На протяжении сентября и октября 1918 года, по мере того как поражение немцев становилось все более очевидным, Фош и его подчиненные занимались разработкой условий грядущего перемирия. Хотя время от времени маршал консультировался с чиновниками французского правительства, он предпочитал держать их поодаль, нейтрализуя даже самого премьер-министра Жоржа Клемансо. Фош эффективно вывел из игры и генерала Першинга. 8 октября он представил французскому правительству меморандум, согласно которому союзники могли согласиться на перемирие только в том случае, если немцы выполнят три условия: покинут территории, захваченные ими с 1870 года (включая Эльзас и Лотарингию); позволят союзникам создать три стратегических плацдарма на Рейне, которые в случае необходимости обеспечат Антанте возможность вторжения в Германию; наконец, передадут союзникам, а не отправят назад в Германию все военное и транспортное снаряжение, находящееся в зоне противостояния.
И Клемансо, и представители правительств Великобритании и США не возражали против большинства выдвинутых Фошем условий в открытую. Все они, однако, нервничали по поводу того, что человек в погонах принимает решения, влекущие за собой грандиозные политические последствия. Премьер-министр Дэвид Ллойд Джордж заявлял: «Маршал Фош вызывает у меня искреннее восхищение, но в политических вопросах он сущее дитя». Фош, однако, отнюдь не был младенцем. Клемансо видел в нем скорее буйного сорванца, предающегося опасным политическим играм, которые лучше было бы оставить взрослым. Французский лидер вознамерился отстранить Фоша от работы мирной конференции, используя против маршала его собственную логику: если перемирие есть дело солдат, тогда мирный договор — занятие политиков. Подобно Клемансо, Ллойд Джордж и Вильсон так же хотели зарезервировать принятие ключевых решений исключительно за собой. Вильсон, например, за все время работы Версальской конференции беседовал со своим опытнейшим и умнейшим военным советником, генералом Таскером Блиссом, всего лишь пять раз, а Ллойд Джордж консультировался со своим военным аппаратом и того меньше.
Американские и британские генералы, пусть даже скрипя зубами, но в основном согласились с сокращением своей роли после вступления перемирия в силу. Политики время от времени обращались к ним за техническими советами, но редко консультировались по вопросам, не имевшим непосредственного отношения к военным делам. Блисс получил приглашение стать одним из пяти полномочных представителей США на мирной конференции, но британцы не стали включать в свою пятерку человека в погонах. Клемансо уязвил Фоша, вписав его имя шестым во французский список из пяти делегатов. Разумеется, маршал обозлился и еще до начала конференции начал активно вмешиваться в политические дела Рейнской области, поощряя местных сепаратистов и переманивая на свою сторону высокопоставленных французских офицеров, обеспечивающих оккупацию рейнских плацдармов. В итоге Клемансо и Фош так никогда и не примирились друг с другом.

---

**Текущее задание A:** Повторите дословно фрагмент отрывка о Фоше и перемирии 1918 года, начиная со слов «Американские и британские» и продолжая вплоть до слов «друг с другом.».
**Текущее задание B:** Сколько раз, согласно отрывку о Фоше и перемирии 1918 года, Вильсон беседовал с генералом Таскером Блиссом за все время работы Версальской конференции?
**Текущее задание C:** Продолжите отрывок о Фоше и перемирии 1918 года, начав сразу после его последнего предложения.

**Исходные данные:**
---

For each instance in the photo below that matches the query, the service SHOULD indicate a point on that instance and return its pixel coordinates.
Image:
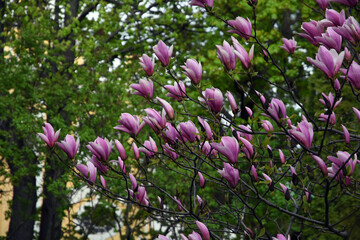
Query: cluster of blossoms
(229, 149)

---

**Ответ на задание A:**
Американские и британские генералы, пусть даже скрипя зубами, но в основном согласились с сокращением своей роли после вступления перемирия в силу. Политики время от времени обращались к ним за техническими советами, но редко консультировались по вопросам, не имевшим непосредственного отношения к военным делам. Блисс получил приглашение стать одним из пяти полномочных представителей США на мирной конференции, но британцы не стали включать в свою пятерку человека в погонах. Клемансо уязвил Фоша, вписав его имя шестым во французский список из пяти делегатов. Разумеется, маршал обозлился и еще до начала конференции начал активно вмешиваться в политические дела Рейнской области, поощряя местных сепаратистов и переманивая на свою сторону высокопоставленных французских офицеров, обеспечивающих оккупацию рейнских плацдармов. В итоге Клемансо и Фош так никогда и не примирились друг с другом.

**Ответ на задание B:** Всего лишь пять раз.

**Ответ на задание C:**
Напряженность между «мундирами» и «сюртуками» была характерна для всего периода между заключением перемирия и началом мирной конференции. Фош понимал, что предложенные им условия прекращения огня гораздо жестче тех, которые казались желательными британским политикам. Знал он и о том, что они далеко не во всем соответствуют мирным предложениям, которые Вильсон в октябре передавал немцам через швейцарского поверенного в делах в Вашингтоне. Первым посланием американского президента стал ответ на обращение к Соединенным Штатам со стороны принца Максимилиана Баденского, пытавшегося убедить Вильсона в том, что Германия готова завершить войну на основе его «Четырнадцати пунктов». Максимилиан возглавлял группу немецких умеренных, которые видели в реализации «Четырнадцати пунктов» способ уберечь Германию от наихудших проявлений французской и британской мести. Кроме того, интерпретируя некоторые «пункты» с прогерманских позиций, эти люди приходили к выводу, что Германия имеет право сохранить за собой те завоеванные территории, где немцы составляют большинство — включая отдельные территории Польши, прибалтийские государства и, возможно, даже Эльзас и Лотарингию.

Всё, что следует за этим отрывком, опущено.